■ **TASKS AND EXERCISES**:
1. In the article on Yanchuan's mobile hospitals, what share of the county's impoverished population came from households made poor by serious or chronic diseases?
2. Reproduce the Yanchuan mobile hospitals article word for word, between "However, locals from" and "the Loess Plateau.", inclusive.
Top of EXCERPT TO READ
It is not easy for villagers living in mountainous areas to see a doctor at a county hospital due to inconvenient and costly transportation.
However, locals from remote and rural areas in mountainous Yanchuan county in Yan'an city, Northwest China's Shaanxi province, now have access to high-quality door-to-door medical services thanks to mobile hospitals.
Yanchuan, which has a population of 192,000, was one of two impoverished counties that announced the end of their poverty status recently. Of its population, there are 22,135 people who are impoverished.
The biggest challenge facing the county is poverty due to illnesses. A total of 3,285 households were poverty-stricken as a result of serious or chronic diseases, accounting for 45.3 percent of the county's impoverished population, said Zhang Feng, deputy director of the county's health bureau.
To cope with the problem, the county launched 13 mobile hospitals in 2017 to provide medical services to its 163 villages scattered in the mountainous area on the Loess Plateau.
The mobile hospitals, equipped with first-aid equipment and the necessary medical facilities, were transformed from ambulances.
Bottom of EXCERPT TO READ
Top of INFORMATION PROVIDED
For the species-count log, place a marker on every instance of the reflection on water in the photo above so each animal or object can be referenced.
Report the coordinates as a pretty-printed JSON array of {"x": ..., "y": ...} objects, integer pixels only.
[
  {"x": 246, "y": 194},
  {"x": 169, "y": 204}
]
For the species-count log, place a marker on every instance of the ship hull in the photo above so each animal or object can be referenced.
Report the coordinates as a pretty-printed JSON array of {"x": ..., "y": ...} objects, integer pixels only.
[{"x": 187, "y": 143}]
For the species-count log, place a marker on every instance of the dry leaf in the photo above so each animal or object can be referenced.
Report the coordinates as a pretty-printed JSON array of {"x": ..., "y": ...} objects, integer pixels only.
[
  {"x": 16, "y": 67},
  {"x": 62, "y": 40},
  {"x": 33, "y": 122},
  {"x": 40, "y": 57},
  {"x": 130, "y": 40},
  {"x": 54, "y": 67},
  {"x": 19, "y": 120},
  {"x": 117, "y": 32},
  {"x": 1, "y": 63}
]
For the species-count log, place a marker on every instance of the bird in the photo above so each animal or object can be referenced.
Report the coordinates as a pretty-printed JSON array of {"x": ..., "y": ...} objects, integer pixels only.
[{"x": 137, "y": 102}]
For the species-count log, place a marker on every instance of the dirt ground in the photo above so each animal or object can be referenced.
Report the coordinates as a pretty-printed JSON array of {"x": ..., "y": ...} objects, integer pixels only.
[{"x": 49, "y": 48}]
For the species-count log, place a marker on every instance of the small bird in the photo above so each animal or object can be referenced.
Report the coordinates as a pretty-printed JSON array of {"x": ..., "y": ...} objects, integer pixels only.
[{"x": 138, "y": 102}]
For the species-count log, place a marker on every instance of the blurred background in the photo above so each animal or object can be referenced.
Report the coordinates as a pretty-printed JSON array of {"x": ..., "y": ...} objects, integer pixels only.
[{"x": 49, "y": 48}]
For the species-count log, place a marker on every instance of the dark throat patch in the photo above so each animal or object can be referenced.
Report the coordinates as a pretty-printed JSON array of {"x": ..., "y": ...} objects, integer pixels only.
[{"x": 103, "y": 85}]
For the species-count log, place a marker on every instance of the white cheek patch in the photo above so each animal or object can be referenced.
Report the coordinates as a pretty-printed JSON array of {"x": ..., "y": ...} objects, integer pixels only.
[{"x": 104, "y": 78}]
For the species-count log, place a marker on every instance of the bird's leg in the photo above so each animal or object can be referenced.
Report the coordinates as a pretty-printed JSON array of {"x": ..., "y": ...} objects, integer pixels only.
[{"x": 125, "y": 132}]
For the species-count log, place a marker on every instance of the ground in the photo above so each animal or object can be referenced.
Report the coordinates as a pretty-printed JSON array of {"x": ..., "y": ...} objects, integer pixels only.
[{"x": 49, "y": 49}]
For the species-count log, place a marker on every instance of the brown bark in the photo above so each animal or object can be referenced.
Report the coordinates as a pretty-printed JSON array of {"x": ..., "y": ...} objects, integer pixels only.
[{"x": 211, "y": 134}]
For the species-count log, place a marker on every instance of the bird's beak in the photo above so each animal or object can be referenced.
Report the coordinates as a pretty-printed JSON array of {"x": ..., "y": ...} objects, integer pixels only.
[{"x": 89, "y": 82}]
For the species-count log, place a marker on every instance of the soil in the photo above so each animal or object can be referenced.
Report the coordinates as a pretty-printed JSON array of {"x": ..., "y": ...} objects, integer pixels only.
Bottom of INFORMATION PROVIDED
■ **RESULTS FOR EACH TASK**:
1. 45.3 percent

2.
However, locals from remote and rural areas in mountainous Yanchuan county in Yan'an city, Northwest China's Shaanxi province, now have access to high-quality door-to-door medical services thanks to mobile hospitals.
Yanchuan, which has a population of 192,000, was one of two impoverished counties that announced the end of their poverty status recently. Of its population, there are 22,135 people who are impoverished.
The biggest challenge facing the county is poverty due to illnesses. A total of 3,285 households were poverty-stricken as a result of serious or chronic diseases, accounting for 45.3 percent of the county's impoverished population, said Zhang Feng, deputy director of the county's health bureau.
To cope with the problem, the county launched 13 mobile hospitals in 2017 to provide medical services to its 163 villages scattered in the mountainous area on the Loess Plateau.